= GOAL OF THE EXERCISE =
Count the lines in the data below that contain the string "coke". Give only the number.

.....

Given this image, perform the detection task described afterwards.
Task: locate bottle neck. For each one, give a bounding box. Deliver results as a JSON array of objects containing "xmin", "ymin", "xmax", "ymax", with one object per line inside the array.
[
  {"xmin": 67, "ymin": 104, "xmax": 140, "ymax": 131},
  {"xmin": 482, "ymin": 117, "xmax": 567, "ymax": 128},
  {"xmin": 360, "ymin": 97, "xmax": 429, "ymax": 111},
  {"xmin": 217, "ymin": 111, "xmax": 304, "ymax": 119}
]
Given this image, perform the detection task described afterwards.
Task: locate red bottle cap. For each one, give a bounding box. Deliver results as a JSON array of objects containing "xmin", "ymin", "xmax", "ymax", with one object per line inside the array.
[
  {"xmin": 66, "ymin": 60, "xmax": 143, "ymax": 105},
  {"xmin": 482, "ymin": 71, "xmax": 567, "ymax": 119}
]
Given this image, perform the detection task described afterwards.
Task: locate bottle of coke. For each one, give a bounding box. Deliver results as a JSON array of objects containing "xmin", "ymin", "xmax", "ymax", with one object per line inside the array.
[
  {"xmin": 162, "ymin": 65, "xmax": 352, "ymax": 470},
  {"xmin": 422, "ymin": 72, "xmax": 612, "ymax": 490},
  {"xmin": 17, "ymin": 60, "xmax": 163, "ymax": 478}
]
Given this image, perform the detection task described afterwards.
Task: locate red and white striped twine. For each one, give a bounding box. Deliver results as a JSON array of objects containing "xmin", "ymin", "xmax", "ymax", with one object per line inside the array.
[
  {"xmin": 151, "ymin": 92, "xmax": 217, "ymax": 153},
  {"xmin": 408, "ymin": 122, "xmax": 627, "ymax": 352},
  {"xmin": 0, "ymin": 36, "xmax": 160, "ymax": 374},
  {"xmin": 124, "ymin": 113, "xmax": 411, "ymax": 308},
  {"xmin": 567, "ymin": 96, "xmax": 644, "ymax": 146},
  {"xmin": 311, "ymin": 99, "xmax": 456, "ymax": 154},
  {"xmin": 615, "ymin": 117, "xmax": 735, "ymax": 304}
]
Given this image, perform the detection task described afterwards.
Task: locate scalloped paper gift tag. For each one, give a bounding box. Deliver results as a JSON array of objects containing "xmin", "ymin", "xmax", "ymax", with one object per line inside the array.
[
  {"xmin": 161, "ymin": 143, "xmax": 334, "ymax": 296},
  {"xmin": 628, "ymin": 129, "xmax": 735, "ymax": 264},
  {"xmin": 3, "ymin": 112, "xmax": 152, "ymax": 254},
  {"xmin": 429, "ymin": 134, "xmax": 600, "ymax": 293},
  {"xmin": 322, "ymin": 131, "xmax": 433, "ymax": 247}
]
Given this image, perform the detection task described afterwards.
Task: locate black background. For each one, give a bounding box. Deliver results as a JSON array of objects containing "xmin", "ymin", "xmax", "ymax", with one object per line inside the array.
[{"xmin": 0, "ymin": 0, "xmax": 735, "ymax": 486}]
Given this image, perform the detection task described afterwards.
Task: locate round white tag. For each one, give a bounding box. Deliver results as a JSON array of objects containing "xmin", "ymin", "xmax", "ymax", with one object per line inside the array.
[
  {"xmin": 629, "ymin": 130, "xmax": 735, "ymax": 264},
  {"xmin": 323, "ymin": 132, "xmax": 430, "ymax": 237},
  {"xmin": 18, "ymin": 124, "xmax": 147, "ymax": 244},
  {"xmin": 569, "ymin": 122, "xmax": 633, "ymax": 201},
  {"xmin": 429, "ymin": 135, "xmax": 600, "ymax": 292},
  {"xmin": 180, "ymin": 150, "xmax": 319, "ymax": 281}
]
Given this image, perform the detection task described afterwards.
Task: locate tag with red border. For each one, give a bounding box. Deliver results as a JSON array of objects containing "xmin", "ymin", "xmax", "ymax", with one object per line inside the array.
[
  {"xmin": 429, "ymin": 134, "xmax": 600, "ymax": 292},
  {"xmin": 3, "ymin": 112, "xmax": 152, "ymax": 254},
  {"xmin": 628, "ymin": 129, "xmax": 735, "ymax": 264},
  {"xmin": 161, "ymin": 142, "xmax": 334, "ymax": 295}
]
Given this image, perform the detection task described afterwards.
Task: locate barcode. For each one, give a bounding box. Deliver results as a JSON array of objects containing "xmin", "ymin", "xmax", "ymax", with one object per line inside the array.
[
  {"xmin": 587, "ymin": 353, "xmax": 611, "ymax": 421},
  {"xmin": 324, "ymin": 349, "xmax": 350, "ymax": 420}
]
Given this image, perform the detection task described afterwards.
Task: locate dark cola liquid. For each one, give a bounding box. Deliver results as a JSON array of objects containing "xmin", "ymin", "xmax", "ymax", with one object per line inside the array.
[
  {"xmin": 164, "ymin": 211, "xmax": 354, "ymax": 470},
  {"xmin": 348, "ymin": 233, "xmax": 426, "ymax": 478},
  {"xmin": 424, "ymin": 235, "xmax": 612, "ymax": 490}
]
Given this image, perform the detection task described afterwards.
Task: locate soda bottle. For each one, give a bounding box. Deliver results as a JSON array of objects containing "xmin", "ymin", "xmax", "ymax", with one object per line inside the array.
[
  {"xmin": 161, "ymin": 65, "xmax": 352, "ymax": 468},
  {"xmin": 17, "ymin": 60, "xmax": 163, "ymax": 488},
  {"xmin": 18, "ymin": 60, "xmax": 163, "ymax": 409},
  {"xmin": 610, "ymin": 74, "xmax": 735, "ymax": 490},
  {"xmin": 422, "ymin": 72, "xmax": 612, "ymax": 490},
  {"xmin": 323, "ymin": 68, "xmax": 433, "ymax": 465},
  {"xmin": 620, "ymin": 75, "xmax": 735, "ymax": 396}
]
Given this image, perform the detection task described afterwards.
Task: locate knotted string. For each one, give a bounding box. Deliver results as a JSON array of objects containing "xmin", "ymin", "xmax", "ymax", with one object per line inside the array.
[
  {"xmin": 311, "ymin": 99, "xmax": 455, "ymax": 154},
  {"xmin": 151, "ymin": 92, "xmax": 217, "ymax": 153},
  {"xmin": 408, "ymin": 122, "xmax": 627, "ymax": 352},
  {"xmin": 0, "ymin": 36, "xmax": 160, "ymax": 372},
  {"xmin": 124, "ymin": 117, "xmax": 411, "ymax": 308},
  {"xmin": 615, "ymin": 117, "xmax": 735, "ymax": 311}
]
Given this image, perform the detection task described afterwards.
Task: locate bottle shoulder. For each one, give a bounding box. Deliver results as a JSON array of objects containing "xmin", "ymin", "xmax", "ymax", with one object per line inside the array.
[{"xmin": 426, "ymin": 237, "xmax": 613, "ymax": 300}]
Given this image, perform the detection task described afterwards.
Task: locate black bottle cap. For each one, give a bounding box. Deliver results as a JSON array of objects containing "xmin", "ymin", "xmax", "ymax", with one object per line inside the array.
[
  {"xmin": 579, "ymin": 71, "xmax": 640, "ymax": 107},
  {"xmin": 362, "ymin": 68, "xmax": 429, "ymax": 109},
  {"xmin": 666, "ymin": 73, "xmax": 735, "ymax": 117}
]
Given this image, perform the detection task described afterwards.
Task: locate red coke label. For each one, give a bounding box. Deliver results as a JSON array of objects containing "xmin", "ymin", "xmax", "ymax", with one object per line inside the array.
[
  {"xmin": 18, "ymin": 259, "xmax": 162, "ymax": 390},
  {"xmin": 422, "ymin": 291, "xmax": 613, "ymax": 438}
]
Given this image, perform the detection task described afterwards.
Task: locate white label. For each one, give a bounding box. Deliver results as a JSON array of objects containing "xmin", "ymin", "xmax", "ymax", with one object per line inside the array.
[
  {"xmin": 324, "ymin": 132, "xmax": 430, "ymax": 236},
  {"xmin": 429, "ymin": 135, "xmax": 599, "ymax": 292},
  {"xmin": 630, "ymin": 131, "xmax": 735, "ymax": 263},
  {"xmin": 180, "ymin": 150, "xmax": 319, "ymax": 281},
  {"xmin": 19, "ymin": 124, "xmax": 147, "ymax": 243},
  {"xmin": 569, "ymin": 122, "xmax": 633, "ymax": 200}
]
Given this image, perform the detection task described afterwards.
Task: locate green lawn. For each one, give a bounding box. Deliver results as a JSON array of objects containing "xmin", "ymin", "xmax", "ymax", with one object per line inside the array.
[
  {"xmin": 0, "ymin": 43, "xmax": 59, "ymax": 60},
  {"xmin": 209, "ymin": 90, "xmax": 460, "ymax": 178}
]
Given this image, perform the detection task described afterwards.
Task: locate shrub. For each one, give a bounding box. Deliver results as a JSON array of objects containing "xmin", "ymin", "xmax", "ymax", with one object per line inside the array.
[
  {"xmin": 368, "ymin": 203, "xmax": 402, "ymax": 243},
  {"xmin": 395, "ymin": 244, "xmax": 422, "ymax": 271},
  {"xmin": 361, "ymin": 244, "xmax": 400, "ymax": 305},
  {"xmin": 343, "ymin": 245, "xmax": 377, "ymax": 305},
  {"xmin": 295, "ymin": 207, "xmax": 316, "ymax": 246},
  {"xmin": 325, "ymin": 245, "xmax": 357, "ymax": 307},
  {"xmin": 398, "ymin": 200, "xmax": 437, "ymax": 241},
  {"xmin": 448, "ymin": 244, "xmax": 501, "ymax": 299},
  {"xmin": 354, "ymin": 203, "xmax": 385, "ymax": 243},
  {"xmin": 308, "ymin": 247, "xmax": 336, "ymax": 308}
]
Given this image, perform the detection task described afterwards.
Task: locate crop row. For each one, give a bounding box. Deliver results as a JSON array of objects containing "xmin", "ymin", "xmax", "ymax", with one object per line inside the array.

.....

= WRITTEN ANSWER =
2